Pick out every line of the records below that contains the word "belt", and copy each one.

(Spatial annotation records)
┏━━

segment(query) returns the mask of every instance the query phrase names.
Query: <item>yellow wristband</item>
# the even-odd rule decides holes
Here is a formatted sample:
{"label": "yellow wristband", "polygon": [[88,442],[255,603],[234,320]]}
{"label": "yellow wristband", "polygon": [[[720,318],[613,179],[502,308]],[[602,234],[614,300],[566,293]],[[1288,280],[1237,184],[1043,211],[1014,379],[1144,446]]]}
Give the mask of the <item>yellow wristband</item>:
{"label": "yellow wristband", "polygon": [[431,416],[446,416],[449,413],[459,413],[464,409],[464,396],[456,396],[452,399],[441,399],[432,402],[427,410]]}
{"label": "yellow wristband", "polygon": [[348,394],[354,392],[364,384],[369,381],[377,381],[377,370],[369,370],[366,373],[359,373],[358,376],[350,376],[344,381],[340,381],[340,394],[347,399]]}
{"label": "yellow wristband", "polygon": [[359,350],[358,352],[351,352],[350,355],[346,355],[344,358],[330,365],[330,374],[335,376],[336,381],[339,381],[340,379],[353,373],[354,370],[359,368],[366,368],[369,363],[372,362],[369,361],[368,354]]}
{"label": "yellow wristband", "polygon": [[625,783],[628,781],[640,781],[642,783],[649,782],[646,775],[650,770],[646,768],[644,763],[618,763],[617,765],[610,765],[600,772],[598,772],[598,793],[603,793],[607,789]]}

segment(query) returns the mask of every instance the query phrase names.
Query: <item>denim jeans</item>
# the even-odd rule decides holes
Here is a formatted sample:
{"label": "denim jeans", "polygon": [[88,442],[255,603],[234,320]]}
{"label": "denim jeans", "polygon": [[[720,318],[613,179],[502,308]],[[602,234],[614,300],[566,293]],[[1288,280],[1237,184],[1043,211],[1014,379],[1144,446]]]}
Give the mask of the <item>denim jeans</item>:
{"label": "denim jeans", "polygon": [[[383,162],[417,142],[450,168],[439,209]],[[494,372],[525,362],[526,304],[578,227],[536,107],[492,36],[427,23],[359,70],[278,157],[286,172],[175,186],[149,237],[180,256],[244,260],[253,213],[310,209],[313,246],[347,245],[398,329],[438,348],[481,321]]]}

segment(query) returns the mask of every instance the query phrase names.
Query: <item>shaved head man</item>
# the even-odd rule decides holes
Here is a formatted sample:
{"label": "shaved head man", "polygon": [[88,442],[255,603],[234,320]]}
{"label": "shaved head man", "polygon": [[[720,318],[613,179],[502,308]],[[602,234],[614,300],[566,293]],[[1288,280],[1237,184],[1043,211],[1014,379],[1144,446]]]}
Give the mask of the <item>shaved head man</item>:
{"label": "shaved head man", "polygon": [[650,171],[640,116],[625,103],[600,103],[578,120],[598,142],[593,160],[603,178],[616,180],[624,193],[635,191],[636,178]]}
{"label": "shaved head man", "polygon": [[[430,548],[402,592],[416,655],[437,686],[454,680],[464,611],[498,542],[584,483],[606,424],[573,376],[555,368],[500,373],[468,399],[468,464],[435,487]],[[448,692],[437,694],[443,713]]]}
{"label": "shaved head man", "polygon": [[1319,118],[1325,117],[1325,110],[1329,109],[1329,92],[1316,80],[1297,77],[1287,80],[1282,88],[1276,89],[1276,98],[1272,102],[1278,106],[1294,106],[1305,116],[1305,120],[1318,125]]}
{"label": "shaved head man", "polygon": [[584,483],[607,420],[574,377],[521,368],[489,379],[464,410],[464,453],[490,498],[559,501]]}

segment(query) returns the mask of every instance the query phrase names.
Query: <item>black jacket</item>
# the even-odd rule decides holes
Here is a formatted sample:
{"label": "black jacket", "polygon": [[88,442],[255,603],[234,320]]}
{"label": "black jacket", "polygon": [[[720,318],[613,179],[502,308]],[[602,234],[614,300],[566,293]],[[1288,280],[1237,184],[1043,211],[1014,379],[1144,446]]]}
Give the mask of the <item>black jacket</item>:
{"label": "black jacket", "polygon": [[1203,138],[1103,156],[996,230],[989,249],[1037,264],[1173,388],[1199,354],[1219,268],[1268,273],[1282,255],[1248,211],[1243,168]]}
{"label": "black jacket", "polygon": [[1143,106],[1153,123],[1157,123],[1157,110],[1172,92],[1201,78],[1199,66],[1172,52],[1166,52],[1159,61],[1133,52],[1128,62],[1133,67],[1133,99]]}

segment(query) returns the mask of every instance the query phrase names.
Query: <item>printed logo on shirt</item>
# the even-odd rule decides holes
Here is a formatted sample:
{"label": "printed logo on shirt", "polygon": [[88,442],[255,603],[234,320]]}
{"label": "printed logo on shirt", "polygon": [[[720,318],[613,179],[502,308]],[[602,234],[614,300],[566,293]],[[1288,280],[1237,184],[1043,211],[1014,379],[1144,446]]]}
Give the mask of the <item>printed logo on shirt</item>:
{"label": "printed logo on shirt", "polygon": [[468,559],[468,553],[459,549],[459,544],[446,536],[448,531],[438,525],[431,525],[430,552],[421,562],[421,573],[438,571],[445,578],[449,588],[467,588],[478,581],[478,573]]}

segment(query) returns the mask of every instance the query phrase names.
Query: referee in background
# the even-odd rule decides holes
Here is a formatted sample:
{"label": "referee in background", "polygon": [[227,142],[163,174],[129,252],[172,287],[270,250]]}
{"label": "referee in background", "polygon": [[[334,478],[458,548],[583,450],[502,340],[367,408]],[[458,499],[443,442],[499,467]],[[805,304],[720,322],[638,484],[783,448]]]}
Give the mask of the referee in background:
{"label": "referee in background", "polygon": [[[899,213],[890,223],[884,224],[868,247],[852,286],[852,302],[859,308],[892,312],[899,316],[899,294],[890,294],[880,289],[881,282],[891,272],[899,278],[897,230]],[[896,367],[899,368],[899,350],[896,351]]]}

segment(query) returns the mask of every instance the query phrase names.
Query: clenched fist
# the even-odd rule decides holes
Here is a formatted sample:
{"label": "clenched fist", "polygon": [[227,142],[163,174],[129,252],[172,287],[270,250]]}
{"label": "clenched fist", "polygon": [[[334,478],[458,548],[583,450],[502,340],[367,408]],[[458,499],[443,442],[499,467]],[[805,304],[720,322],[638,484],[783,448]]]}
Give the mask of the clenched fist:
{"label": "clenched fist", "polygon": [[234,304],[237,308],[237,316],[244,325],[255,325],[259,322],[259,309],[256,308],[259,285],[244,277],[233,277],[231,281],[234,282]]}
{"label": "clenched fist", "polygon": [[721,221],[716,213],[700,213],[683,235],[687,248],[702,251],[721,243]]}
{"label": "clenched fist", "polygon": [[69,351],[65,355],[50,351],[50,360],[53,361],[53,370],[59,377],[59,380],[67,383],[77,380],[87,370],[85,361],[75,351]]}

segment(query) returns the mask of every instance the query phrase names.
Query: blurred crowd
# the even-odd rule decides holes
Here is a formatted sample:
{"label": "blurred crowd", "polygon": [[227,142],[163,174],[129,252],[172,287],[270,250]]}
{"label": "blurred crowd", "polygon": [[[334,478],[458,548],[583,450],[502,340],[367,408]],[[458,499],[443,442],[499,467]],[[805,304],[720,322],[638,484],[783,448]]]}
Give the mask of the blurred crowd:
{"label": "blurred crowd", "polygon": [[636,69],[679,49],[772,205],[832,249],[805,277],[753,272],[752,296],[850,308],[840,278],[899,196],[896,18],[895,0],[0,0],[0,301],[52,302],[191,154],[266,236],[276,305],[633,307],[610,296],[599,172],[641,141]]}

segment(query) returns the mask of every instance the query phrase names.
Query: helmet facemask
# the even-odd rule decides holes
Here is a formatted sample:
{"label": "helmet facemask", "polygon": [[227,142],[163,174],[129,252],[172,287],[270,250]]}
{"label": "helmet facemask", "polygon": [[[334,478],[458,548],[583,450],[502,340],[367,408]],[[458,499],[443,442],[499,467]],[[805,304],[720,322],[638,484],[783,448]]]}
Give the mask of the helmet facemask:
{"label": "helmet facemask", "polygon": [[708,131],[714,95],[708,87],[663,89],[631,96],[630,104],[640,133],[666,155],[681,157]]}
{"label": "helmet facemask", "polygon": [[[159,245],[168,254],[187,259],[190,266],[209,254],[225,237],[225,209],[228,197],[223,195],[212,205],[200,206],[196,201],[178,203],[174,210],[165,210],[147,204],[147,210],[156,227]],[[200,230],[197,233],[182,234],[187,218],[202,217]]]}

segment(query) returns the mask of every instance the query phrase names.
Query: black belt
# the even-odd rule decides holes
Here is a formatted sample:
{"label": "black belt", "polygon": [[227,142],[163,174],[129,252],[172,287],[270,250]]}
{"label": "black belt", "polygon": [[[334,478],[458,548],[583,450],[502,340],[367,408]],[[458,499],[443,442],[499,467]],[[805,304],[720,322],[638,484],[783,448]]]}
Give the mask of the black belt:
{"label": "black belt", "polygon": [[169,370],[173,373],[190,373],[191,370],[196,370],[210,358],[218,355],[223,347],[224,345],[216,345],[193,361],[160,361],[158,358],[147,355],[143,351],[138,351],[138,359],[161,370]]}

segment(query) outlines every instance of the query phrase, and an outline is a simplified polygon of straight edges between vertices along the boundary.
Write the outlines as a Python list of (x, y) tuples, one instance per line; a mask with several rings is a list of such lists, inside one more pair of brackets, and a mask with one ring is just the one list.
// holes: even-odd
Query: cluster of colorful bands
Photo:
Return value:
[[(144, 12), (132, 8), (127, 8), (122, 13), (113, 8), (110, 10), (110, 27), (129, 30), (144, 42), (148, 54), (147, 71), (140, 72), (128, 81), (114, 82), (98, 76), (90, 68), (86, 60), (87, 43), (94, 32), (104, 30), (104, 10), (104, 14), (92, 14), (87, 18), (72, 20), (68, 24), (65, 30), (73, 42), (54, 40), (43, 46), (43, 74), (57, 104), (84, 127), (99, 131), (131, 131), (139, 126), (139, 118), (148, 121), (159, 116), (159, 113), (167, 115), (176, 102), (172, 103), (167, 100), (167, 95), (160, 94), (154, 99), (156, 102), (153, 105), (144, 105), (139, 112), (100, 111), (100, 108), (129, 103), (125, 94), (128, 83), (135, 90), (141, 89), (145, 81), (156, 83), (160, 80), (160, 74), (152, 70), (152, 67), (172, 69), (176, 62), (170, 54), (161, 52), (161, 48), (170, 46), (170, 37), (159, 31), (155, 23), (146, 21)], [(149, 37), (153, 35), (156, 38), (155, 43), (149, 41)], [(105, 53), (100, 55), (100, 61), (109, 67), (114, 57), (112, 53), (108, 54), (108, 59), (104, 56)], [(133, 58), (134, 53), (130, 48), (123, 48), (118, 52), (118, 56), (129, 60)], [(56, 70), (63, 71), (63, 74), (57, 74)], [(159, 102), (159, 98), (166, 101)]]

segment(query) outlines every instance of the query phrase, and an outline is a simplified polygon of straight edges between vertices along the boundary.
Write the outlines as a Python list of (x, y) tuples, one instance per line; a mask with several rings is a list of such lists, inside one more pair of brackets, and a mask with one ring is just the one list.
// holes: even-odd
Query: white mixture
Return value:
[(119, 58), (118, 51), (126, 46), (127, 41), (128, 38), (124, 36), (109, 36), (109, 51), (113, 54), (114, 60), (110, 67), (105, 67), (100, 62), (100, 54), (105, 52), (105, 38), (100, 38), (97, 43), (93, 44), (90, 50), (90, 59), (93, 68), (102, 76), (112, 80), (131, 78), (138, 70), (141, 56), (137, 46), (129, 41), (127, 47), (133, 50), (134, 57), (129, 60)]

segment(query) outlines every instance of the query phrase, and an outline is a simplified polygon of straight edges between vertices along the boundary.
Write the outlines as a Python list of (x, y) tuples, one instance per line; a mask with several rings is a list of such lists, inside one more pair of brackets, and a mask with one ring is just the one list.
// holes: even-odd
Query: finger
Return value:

┗━━

--- RESULT FOR THIS EXERCISE ---
Query: black belt
{"label": "black belt", "polygon": [[227,142],[163,174],[129,252],[172,287],[270,250]]}
{"label": "black belt", "polygon": [[[334,478],[458,548],[583,450],[502,340],[367,408]],[[458,499],[443,442],[499,467]],[[805,304],[720,322],[638,484],[783,448]]]}
Give the mask of the black belt:
{"label": "black belt", "polygon": [[169,370],[173,373],[190,373],[191,370],[196,370],[210,358],[218,355],[223,347],[224,345],[216,345],[193,361],[160,361],[158,358],[147,355],[143,351],[138,351],[138,359],[161,370]]}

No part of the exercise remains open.